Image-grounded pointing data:
=== Section Start ===

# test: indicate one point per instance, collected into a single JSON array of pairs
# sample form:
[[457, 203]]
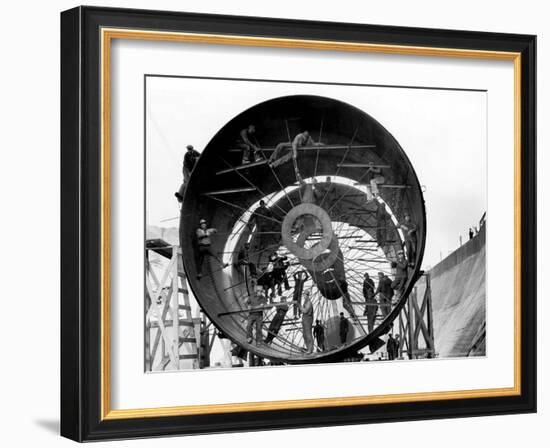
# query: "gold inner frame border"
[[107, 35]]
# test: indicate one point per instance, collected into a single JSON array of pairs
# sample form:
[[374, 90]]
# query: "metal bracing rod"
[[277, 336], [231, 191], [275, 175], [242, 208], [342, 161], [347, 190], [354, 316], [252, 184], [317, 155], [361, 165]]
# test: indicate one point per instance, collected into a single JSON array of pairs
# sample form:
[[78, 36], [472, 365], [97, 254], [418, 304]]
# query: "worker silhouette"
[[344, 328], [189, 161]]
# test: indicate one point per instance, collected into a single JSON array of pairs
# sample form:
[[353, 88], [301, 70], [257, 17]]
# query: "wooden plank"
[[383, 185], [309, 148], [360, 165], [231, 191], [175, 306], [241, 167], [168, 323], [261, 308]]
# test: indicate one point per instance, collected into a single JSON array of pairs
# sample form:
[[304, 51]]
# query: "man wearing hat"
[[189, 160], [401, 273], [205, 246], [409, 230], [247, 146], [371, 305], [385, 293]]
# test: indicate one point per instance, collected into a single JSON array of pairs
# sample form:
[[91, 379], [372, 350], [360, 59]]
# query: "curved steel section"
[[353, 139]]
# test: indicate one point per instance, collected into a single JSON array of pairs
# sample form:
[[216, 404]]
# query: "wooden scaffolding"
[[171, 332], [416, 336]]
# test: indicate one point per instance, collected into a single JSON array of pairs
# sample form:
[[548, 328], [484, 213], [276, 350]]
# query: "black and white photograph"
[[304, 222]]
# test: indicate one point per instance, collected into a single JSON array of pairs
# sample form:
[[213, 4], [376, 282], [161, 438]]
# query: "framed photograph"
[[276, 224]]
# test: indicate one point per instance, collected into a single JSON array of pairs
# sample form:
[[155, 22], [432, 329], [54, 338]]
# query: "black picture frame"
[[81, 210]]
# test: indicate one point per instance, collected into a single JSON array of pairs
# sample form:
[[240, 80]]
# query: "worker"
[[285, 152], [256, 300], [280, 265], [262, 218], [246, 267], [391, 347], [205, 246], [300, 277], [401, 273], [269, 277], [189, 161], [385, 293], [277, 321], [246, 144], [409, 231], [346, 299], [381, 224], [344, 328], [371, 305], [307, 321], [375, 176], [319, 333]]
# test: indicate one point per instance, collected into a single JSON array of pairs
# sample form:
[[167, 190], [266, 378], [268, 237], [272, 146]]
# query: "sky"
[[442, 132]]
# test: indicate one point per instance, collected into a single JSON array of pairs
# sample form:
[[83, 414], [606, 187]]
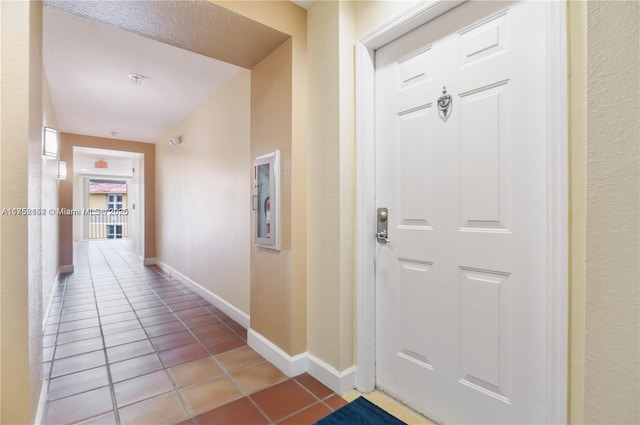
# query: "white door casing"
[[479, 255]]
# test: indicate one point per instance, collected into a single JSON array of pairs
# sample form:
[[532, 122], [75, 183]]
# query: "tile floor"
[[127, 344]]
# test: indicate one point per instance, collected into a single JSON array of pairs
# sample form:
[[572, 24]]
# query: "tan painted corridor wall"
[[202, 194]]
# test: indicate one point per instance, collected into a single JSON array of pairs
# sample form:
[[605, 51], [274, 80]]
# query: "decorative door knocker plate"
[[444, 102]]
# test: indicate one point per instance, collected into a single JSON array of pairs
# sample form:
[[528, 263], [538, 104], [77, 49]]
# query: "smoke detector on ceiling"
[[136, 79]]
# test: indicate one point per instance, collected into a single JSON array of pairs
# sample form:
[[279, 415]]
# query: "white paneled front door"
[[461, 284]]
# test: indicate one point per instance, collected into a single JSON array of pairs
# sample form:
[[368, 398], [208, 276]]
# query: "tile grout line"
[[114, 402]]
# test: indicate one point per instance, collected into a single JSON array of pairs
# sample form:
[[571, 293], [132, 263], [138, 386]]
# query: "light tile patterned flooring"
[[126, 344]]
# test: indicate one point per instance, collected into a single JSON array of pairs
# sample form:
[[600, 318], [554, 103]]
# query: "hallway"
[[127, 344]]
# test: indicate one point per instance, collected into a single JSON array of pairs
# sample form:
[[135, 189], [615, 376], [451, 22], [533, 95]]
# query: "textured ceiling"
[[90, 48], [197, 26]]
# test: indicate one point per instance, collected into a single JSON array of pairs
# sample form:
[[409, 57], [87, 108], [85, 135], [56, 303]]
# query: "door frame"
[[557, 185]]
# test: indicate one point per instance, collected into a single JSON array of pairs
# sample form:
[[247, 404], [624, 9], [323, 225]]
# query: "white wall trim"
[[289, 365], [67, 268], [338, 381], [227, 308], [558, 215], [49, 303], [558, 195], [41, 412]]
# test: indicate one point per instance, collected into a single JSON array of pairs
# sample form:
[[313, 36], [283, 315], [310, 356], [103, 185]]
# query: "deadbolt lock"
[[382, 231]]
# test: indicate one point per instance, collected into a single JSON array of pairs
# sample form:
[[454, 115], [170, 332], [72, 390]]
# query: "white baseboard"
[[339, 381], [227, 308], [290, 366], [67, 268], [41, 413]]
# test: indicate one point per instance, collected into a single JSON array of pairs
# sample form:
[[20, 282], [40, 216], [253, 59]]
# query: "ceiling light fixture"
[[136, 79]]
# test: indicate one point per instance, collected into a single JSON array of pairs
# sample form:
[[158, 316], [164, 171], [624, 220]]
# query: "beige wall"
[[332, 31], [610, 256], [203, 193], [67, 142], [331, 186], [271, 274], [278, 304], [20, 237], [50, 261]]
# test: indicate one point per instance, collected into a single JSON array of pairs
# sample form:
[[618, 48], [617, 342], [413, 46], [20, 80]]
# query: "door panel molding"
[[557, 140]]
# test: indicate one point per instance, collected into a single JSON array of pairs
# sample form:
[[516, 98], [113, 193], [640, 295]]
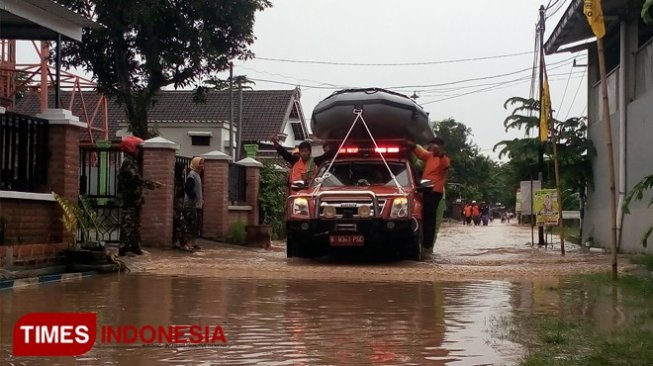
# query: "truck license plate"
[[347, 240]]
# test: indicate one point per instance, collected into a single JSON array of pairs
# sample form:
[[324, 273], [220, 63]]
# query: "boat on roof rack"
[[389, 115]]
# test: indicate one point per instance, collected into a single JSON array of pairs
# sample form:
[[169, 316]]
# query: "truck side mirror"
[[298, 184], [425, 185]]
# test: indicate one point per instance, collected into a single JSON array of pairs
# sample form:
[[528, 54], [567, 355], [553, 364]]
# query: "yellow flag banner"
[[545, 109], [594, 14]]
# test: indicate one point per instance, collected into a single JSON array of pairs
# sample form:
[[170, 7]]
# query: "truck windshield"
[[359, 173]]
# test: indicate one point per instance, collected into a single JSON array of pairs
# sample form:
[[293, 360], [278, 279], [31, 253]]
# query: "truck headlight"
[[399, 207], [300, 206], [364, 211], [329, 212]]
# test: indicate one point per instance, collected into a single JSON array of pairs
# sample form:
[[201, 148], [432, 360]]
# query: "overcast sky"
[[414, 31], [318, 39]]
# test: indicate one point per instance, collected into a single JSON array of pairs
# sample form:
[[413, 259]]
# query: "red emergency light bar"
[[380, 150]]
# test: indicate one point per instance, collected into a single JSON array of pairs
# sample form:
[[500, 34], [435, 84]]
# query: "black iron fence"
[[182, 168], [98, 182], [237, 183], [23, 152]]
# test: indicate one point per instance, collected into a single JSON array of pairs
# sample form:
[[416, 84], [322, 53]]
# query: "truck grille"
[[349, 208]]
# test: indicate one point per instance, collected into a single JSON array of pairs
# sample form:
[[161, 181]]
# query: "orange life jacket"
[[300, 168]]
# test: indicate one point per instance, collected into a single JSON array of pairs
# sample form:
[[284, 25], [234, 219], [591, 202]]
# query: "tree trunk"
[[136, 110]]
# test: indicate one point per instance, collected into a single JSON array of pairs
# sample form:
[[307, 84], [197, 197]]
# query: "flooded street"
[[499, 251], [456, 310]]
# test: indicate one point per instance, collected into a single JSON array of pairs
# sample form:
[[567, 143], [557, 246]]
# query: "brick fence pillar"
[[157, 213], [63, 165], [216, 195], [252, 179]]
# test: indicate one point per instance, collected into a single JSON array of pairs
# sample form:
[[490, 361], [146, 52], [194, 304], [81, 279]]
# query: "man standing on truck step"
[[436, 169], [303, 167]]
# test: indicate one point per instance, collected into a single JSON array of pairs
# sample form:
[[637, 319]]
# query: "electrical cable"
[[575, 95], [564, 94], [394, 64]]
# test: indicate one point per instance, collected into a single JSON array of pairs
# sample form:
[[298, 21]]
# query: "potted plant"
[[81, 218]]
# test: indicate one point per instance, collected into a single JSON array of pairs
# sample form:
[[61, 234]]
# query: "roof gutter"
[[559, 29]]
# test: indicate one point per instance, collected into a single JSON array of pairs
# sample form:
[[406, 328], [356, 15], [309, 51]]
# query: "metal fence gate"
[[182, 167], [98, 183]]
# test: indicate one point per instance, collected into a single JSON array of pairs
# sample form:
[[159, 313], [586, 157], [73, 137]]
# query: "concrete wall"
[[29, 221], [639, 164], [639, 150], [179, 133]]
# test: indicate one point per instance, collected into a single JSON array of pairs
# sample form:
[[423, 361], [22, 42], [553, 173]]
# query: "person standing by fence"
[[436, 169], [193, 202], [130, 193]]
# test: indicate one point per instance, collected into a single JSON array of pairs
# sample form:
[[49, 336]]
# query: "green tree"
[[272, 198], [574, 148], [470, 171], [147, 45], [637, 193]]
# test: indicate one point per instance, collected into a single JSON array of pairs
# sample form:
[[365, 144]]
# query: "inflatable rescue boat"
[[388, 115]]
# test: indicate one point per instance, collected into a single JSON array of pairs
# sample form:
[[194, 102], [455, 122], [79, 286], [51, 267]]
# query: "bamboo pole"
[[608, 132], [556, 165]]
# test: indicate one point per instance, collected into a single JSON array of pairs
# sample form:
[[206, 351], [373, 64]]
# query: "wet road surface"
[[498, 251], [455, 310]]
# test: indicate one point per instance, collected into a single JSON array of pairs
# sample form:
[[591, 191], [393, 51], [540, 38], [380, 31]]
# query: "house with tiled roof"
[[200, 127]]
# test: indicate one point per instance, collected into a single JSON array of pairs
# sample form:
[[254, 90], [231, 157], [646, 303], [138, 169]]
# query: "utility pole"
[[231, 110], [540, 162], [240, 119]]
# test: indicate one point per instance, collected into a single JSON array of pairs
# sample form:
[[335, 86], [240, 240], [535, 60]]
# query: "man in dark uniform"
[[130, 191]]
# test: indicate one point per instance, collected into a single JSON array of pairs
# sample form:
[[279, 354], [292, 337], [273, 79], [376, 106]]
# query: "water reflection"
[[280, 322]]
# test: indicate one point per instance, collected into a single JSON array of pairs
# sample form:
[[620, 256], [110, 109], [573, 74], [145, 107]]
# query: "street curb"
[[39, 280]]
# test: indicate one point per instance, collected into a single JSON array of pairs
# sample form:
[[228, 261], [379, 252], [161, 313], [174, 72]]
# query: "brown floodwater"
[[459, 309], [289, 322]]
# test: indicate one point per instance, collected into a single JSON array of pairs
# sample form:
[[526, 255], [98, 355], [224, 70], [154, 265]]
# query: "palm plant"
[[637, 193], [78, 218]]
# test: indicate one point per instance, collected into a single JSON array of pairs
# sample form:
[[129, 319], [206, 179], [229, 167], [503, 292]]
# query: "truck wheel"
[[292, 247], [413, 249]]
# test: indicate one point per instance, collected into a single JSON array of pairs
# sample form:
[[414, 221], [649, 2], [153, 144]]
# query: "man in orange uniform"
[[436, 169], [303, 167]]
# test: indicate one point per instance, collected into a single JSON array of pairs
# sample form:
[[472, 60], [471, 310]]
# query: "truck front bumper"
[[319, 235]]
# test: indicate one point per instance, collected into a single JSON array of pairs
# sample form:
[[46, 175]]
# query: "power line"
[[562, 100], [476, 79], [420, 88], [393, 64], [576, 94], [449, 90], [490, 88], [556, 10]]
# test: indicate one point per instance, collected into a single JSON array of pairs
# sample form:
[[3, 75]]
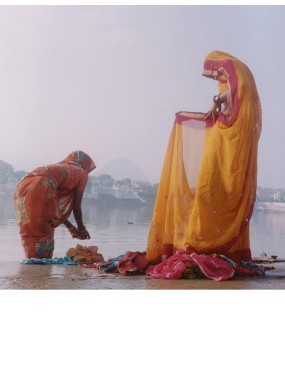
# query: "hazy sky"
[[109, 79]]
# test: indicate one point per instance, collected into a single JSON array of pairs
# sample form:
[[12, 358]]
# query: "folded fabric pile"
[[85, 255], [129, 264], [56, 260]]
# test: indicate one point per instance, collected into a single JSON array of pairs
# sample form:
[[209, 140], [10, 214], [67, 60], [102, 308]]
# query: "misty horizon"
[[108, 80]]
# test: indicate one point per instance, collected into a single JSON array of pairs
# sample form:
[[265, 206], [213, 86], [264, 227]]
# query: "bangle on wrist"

=== Section End ===

INSTRUCTIONS TO FOLLOW - Copy word for word the stretch of entries above from the line that has "[[567, 143], [557, 246]]" through the line that has "[[637, 319]]", both ends included, and nothing outside it.

SOLUTION BELOW -
[[567, 143], [557, 246]]
# query: "brick fence pillar"
[[157, 213], [63, 165], [216, 195], [252, 179]]
# test: indicate one point per instance, collected into a single JSON array of pairs
# sample form:
[[490, 361], [146, 52], [194, 304], [81, 279]]
# query: "man standing on truck step"
[[436, 169], [303, 167]]
# test: indicate one point per instance, collected into a single JSON array of pairs
# sample form:
[[637, 319]]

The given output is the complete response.